Picture shape-labeling items:
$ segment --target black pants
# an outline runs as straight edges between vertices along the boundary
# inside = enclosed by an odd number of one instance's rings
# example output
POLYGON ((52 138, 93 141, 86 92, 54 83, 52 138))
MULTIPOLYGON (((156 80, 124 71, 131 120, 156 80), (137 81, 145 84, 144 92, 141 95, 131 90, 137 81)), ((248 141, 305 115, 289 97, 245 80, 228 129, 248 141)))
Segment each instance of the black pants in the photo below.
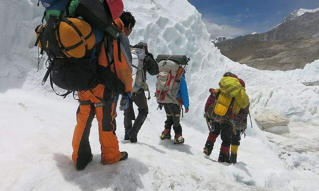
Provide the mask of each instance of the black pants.
POLYGON ((175 134, 182 132, 180 126, 180 106, 174 103, 163 103, 164 109, 166 112, 166 119, 165 121, 165 128, 171 129, 172 125, 175 134))
POLYGON ((236 130, 236 135, 233 133, 231 137, 231 145, 239 146, 240 144, 240 135, 243 130, 236 130))
POLYGON ((137 93, 133 93, 131 98, 130 107, 124 110, 125 132, 127 132, 127 131, 131 128, 134 128, 136 132, 138 132, 145 121, 148 114, 149 114, 149 107, 144 91, 139 91, 137 93), (133 102, 138 106, 139 111, 139 114, 136 118, 133 109, 133 102), (132 120, 135 120, 134 124, 132 124, 132 120))
POLYGON ((227 123, 213 123, 215 129, 213 133, 218 136, 220 134, 221 138, 221 145, 223 146, 229 147, 232 141, 232 134, 233 133, 233 127, 231 125, 227 123))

Task instructions: Output the lines verbatim, beginning at the first line of the entries and stopping after the line that contains "POLYGON ((236 130, 236". Omit the pictures from your answer.

Solution to the problem:
$ segment --target black pants
# an outline runs as straight edges between vertices along the boundary
# inside = enclosed by an odd number of one instance's rings
# example output
POLYGON ((52 138, 93 141, 86 92, 54 83, 52 138))
MULTIPOLYGON (((156 80, 124 71, 131 120, 156 80), (137 81, 145 84, 144 92, 141 95, 131 90, 137 81)), ((248 141, 305 115, 289 97, 245 80, 228 129, 248 141)))
Segment each instance of the black pants in the photo below.
Provide the mask of each instance of the black pants.
POLYGON ((175 134, 182 132, 180 126, 180 106, 174 103, 163 103, 164 109, 166 112, 166 119, 165 121, 165 128, 171 129, 172 125, 175 134))
POLYGON ((236 130, 236 135, 233 133, 231 137, 231 145, 239 146, 240 144, 240 135, 243 130, 236 130))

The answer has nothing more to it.